**Document passage**
<<<<
This piece by Carl Packman set me thinking: do conventional accounts of the threats to the future of journalism leave out some important causes of that decline?

What I mean is that it's tempting to blame newspapers' troubles on the rise of the internet and on regulation. But I suspect there are other things at work.

One is that news is not a feature of the world, but rather a modern artifice. Niklas Luhmann has written:

We are used to daily news, but we should be aware nonetheless of the evolutionary improbability of such an assumption. If it is the idea of surprise, of something new, interesting and newsworthy which we associate with news, then it would seem much more sensible not to report it in the same format every day, but to wait for something to happen and then publicize it. This happened in the 16th century in the form of broadsides, ballads or crime stories'(The Reality of the Mass Media, p25)

News, he says, is not so much something that happens as something that's manufactured by journalists, according to quite strict conventions.

Secondly, the notion of news and reporting rests upon a contentious epistemological premise - that knowledge can be gathered centrally and expressed explicitly. In a sense, the very notion of news is a rejection of Hayek's stress upon local, fragmentary knowledge and Polanyi's idea of tacit knowledge. You don't have to be an efficient market dogmatist to believe that share prices contain pretty much all the economic and business news you need.
>>>>
**Provided data**
<<<<
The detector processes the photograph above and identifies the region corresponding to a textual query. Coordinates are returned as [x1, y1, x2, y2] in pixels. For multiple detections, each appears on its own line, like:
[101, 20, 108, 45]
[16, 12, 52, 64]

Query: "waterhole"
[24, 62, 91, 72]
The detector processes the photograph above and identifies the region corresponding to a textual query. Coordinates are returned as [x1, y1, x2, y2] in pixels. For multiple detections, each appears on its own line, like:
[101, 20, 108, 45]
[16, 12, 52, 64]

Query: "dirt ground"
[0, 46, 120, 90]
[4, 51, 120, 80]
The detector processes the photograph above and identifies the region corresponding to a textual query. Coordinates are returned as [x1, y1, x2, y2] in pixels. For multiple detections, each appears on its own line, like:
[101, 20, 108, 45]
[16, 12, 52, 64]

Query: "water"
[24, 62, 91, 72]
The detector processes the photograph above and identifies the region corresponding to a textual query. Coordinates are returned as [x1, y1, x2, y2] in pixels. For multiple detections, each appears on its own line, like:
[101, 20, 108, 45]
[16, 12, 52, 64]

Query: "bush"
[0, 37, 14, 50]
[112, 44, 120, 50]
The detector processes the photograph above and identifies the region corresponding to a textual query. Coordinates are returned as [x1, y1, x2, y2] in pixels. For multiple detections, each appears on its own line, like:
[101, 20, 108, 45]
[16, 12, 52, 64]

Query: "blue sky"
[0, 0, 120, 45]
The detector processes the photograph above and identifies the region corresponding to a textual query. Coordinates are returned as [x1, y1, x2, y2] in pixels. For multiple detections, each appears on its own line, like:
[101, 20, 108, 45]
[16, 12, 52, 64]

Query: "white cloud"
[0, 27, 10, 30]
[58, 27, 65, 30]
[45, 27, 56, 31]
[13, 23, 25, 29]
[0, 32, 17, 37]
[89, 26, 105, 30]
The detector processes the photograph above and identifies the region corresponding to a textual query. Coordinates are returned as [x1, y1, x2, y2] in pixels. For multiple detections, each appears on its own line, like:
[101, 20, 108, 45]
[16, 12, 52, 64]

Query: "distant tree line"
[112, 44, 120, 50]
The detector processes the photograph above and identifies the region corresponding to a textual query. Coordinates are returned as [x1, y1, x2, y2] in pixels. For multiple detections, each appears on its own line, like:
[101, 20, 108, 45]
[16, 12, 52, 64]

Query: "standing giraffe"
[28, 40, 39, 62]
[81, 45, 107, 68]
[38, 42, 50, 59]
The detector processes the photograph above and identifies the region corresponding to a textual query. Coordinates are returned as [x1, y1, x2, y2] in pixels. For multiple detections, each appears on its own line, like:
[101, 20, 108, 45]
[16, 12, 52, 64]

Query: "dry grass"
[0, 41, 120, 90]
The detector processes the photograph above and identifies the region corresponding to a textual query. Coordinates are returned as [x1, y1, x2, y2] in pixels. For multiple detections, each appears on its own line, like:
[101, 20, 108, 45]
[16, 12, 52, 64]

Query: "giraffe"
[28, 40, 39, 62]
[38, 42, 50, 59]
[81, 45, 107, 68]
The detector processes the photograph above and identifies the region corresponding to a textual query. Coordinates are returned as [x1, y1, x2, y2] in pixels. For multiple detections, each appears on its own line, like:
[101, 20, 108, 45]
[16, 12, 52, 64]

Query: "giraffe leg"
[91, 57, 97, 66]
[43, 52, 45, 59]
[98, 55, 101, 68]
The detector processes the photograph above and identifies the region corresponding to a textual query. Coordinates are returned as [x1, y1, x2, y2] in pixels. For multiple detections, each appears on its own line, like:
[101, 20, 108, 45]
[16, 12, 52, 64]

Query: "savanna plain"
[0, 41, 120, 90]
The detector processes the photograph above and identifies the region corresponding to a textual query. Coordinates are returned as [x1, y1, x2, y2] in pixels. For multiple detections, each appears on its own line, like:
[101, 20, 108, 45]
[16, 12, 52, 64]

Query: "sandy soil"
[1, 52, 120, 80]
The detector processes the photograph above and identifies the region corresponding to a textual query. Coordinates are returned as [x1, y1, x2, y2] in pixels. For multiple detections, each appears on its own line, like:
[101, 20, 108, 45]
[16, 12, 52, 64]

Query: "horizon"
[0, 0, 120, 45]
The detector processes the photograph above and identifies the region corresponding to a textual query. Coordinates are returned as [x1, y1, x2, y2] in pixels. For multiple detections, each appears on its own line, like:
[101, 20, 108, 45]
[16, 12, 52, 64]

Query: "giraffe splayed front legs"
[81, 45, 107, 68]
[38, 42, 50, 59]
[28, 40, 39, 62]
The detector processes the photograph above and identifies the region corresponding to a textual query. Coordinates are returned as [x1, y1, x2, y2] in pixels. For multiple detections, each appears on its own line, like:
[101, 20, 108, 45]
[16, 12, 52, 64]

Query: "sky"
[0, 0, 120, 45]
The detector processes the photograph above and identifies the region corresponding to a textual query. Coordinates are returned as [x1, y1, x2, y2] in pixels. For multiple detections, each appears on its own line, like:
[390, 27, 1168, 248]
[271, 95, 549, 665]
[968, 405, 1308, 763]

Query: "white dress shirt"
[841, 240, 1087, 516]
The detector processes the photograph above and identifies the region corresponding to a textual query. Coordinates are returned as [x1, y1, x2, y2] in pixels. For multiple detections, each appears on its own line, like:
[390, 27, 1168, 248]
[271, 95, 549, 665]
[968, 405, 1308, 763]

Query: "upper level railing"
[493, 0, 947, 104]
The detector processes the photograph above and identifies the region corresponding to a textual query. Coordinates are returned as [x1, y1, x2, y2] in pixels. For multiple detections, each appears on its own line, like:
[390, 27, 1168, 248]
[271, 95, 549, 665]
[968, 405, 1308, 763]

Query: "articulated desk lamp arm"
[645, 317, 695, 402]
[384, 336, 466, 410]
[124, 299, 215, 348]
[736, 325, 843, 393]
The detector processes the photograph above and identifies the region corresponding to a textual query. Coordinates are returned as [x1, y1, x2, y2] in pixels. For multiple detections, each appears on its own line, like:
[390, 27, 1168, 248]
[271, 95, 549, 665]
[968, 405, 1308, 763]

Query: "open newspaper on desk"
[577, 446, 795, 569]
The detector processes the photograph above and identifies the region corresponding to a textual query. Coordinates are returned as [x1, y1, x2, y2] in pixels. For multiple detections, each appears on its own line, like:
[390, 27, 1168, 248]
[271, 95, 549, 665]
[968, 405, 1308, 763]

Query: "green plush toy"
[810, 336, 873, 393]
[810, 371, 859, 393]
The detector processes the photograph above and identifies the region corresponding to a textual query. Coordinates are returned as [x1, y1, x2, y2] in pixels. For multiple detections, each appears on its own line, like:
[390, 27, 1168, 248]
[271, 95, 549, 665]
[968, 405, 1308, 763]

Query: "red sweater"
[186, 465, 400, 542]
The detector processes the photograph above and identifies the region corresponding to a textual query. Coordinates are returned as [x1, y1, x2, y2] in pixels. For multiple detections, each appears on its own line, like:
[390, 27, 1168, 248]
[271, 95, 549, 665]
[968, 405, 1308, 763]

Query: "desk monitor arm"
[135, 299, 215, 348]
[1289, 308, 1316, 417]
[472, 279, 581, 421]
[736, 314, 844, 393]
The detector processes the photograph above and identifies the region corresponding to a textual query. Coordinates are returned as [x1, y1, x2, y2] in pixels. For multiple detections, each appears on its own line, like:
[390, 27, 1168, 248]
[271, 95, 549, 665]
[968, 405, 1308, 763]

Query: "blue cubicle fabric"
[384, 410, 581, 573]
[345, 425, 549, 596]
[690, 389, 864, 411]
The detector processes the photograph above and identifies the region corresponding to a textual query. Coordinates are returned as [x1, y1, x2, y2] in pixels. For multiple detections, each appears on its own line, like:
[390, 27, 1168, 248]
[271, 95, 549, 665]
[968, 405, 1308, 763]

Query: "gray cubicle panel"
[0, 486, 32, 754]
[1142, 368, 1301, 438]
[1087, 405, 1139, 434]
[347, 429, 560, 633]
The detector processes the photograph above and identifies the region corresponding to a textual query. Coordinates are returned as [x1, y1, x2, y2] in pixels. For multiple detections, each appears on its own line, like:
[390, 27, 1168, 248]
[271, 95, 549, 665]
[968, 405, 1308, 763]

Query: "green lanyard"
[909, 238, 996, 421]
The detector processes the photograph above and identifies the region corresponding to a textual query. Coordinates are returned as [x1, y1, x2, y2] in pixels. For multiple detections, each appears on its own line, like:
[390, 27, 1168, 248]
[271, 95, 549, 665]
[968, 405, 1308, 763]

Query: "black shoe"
>>>>
**Work order 1**
Output the text of the passage on journalism's decline starting with "This piece by" and going on through "of that decline?".
**Work order 2**
Answer these questions from the passage on journalism's decline:
(a) Whose piece set the writer thinking about the decline of journalism?
(b) According to the Luhmann quotation, in what forms did publicizing happen in the 16th century?
(c) Whose idea of tacit knowledge does the passage say the notion of news rejects?
**Work order 3**
Take the passage on journalism's decline further, starting after its final sentence.

**Answer area 1**
This piece by Carl Packman set me thinking: do conventional accounts of the threats to the future of journalism leave out some important causes of that decline?

**Answer area 2**
(a) Carl Packman's
(b) Broadsides, ballads or crime stories
(c) Polanyi's

**Answer area 3**
Viewed from these perspectives, 'news' is a peculiar and artificial historical contingency. Why should there be a permanent market for it, except through the dull force of habit?

Thirdly, journalism is, tendentially, prone to Baumol's cost disease. The time required to research and write a good story probably hasn't changed much down the years - I write as one who was a journalist in the pre-internet era. This means the productivity of good journalism tends to fall over time relative to the rest of the economy - which means in turn that its relative cost tends to rise.

Naturally, newspaper bosses have fought this, by cutting journalists' pay and by abandoning expensive investigative journalism in favour of tittle-tattle. But there are limits to how far this can be done without alienating readers.

None of this is to deny the role of the internet in accelerating the decline of newspapers. All it is saying is that there are some deeper forces at work - forces which mean that newspapers cannot survive forever in a free market. Whether this is a good thing or not is another issue.